AGREEMENT BETWEEN

                          THE UNITED STATES OF AMERICA

                                      AND

                             DELTA AIR LINES, INC.



     THIS Agreement ("Agreement") is made and entered into on this 6th day of
May, 2003 ("Effective Date") by and between Delta Air Lines, Inc. ("Air
Carrier") and the United States of America, acting through the Transportation
Security Administration ("TSA").

1.0 AUTHORITY

     TSA enters into this Agreement under the authority of the Title IV, Public
Law No. 108-11 (hereinafter P.L. 108-11), the Emergency Wartime Supplemental
Appropriations Act, 2003, (hereinafter Act), which requires the execution and
delivery of this Agreement as a condition to the remittance of the funds
provided for in the second proviso of Title IV, P.L. 108-11, except for any air
carrier that operates aircraft exclusively with 85 seats or less, any
Hawaii-based carrier or any carrier that does not operate trans-Pacific or
trans-Atlantic flights. Air Carriers that would be exempted from the
requirement to execute and deliver this Agreement but for the operation of
private charter flights, including flights provided to the United States under
the Civil Reserve Air Fleet (CRAF), for which no fees were incurred pursuant to
49 U.S.C. ss. 44940(a) for these flights, shall not be required to execute and
deliver this Agreement solely because of those flights for which no fees were
incurred.

Written tasks
1. Rewrite the paragraph of the Delta Air Lines agreement that begins "TSA enters into this Agreement" as a short bulleted list, keeping its main facts.
2. Write the next part of the Delta Air Lines agreement, picking up right after its last sentence.
The data has no role in any of this work.

(Stored data entries)
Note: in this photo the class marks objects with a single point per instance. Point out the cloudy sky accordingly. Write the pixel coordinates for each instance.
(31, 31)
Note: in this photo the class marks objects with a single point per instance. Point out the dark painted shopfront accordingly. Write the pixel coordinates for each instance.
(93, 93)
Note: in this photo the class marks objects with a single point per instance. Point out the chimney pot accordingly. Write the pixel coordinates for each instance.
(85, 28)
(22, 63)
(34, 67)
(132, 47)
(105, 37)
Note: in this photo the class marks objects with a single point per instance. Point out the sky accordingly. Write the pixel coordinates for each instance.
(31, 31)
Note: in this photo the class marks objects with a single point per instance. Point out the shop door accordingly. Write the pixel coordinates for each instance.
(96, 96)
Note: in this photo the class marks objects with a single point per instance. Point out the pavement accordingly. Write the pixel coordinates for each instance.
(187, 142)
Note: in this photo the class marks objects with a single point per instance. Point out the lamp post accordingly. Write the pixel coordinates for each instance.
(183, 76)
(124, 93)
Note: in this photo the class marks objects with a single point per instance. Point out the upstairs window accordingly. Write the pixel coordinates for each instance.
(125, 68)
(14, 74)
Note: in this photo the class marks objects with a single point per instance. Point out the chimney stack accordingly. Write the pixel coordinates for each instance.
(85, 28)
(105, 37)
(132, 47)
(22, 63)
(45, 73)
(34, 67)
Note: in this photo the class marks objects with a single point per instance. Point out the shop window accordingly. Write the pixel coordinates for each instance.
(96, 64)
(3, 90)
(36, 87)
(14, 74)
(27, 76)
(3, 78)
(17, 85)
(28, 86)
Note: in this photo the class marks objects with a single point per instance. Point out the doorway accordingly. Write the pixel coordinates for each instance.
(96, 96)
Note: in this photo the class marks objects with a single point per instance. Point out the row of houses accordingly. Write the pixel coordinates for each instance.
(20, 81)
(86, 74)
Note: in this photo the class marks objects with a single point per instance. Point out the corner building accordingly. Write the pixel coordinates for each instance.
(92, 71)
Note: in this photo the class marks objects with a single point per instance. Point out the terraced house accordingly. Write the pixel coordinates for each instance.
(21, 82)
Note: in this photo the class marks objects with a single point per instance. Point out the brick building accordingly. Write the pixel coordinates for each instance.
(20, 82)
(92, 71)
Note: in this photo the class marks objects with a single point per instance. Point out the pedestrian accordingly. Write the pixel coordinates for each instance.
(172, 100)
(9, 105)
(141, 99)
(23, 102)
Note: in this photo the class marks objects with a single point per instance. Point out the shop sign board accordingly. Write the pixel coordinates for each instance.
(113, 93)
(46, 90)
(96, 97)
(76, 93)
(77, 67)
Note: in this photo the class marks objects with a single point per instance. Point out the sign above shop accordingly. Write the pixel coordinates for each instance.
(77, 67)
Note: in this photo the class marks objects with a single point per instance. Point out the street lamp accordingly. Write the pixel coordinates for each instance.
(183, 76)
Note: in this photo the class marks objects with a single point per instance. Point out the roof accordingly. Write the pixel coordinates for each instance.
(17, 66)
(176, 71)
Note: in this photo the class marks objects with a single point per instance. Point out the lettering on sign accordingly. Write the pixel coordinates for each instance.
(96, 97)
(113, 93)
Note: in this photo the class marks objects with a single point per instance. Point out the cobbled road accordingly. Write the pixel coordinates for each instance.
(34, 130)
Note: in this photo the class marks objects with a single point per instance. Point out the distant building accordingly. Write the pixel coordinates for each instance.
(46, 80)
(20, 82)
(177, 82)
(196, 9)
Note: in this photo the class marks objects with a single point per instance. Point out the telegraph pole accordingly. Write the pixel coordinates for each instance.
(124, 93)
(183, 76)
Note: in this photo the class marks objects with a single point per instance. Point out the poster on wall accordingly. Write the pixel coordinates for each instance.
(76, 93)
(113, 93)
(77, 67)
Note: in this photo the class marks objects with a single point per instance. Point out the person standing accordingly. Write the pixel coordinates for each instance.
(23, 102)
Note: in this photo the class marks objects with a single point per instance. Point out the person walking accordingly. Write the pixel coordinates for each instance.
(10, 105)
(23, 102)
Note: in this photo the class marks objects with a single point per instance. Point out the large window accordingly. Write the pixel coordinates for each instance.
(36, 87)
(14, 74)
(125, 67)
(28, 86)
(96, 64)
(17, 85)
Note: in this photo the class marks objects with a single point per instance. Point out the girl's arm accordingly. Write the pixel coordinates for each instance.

Outputs for the tasks
1.
- TSA makes this Agreement under Title IV of Public Law No. 108-11, the Emergency Wartime Supplemental Appropriations Act, 2003.
- The Act requires this Agreement to be executed and delivered before the funds in the second proviso of Title IV are paid out.
- Carriers exempt from this requirement: those flying only aircraft with 85 seats or fewer, Hawaii-based carriers, and carriers without trans-Pacific or trans-Atlantic flights.
- A carrier that would otherwise be exempt does not have to sign only because it runs private charter flights, including Civil Reserve Air Fleet (CRAF) flights for the United States, if no fees were incurred for those flights under 49 U.S.C. § 44940(a).

2.
2.0 PURPOSE

     This Agreement describes the terms and conditions to which the Air Carrier
must agree to be eligible for remittance of the funds provided for in the
second proviso of Title IV, P.L. 108-11.

3.0 DEFINITIONS

     3.1 "Excluded Compensation" means award of stock, stock options,
preexisting contracts governing retirement, health benefits, life insurance
benefits, and reimbursement of reasonable expenses to an executive officer.
Awards of stock and stock options shall include related granting, vesting,
issuance, exercise and sale events.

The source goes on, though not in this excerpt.